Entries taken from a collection
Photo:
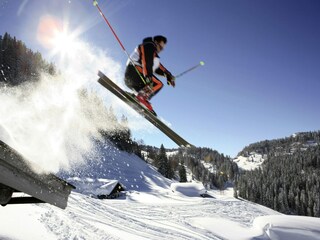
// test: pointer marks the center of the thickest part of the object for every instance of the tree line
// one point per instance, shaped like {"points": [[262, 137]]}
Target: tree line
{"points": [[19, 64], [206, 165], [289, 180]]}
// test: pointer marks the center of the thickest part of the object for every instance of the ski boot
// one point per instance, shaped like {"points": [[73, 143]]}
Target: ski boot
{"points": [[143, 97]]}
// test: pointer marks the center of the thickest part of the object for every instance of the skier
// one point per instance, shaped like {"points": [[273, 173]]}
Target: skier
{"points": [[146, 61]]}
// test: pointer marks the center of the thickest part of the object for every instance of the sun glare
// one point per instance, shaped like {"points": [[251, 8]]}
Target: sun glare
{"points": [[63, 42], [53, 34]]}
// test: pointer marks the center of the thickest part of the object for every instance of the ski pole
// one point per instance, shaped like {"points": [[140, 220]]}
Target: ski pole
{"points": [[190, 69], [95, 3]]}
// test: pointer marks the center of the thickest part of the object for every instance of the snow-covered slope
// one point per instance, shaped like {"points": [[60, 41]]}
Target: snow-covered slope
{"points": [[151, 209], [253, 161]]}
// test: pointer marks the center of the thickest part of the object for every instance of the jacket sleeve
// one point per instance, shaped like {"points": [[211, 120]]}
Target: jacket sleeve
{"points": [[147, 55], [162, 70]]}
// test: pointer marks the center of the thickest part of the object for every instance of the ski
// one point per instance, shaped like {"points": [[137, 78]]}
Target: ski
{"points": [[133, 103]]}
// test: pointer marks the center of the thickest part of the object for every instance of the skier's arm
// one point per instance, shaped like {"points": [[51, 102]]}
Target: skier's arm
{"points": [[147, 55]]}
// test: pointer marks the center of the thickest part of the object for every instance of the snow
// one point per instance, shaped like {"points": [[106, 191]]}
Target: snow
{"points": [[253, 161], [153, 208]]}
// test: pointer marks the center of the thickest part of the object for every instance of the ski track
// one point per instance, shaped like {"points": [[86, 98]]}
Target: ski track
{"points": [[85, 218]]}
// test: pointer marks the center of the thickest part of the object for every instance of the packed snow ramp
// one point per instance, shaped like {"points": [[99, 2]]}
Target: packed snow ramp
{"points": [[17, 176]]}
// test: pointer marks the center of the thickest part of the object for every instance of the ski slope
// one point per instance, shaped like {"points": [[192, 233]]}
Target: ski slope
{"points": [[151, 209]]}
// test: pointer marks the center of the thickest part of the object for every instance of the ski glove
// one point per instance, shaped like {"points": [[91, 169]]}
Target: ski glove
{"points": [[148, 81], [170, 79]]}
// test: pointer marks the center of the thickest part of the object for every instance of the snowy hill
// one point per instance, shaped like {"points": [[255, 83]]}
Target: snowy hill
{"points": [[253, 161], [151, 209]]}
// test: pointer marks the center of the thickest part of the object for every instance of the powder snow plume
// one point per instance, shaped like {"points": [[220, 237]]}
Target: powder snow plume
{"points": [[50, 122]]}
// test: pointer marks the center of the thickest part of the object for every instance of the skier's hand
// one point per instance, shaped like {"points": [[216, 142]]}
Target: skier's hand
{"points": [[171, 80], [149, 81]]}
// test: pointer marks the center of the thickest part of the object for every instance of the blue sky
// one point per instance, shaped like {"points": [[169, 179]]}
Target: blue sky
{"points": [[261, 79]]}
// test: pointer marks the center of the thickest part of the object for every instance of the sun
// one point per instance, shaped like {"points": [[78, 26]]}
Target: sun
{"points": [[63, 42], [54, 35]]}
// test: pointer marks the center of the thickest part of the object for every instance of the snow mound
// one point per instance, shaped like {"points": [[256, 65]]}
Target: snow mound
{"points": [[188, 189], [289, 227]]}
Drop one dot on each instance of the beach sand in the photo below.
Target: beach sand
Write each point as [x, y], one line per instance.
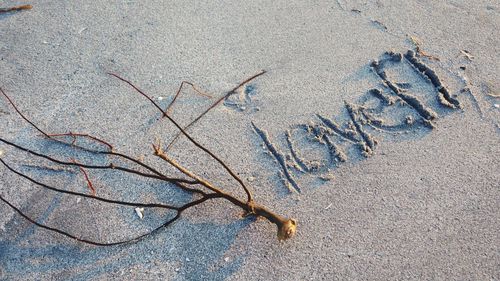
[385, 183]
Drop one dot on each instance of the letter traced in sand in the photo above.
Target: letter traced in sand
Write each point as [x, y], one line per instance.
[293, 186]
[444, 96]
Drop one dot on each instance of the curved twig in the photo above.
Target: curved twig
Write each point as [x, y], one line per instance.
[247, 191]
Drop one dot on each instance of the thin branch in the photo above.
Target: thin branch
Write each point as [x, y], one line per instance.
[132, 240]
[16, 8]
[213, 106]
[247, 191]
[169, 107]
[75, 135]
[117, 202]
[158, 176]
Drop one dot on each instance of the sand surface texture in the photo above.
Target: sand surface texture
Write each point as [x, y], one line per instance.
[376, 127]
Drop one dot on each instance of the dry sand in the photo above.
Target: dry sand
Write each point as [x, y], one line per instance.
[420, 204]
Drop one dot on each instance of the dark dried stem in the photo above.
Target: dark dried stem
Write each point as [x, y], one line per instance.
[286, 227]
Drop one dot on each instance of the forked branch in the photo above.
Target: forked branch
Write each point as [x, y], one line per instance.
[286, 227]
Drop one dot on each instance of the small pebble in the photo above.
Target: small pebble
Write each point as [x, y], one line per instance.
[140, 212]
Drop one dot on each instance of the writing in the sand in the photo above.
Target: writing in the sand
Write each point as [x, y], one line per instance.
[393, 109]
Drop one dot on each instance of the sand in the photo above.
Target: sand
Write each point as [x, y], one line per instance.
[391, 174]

Short exercise: Reproduce exactly the lines from the one with "Drop one dot on each instance of the small" through the end of the entries above, both ends included.

Task response:
Drop one dot on each instance of the small pebble in the photo above.
Target: small pebble
Write each point as [x, y], one line per instance.
[140, 212]
Drop one dot on each instance of the writing in the sand in the photo above.
Target: writing in the sand
Write each point as [x, y], one line per instance.
[393, 109]
Drop one dot on each instance of the sand in the photo above.
Target: sand
Write each point as [x, y], one line per instance.
[391, 174]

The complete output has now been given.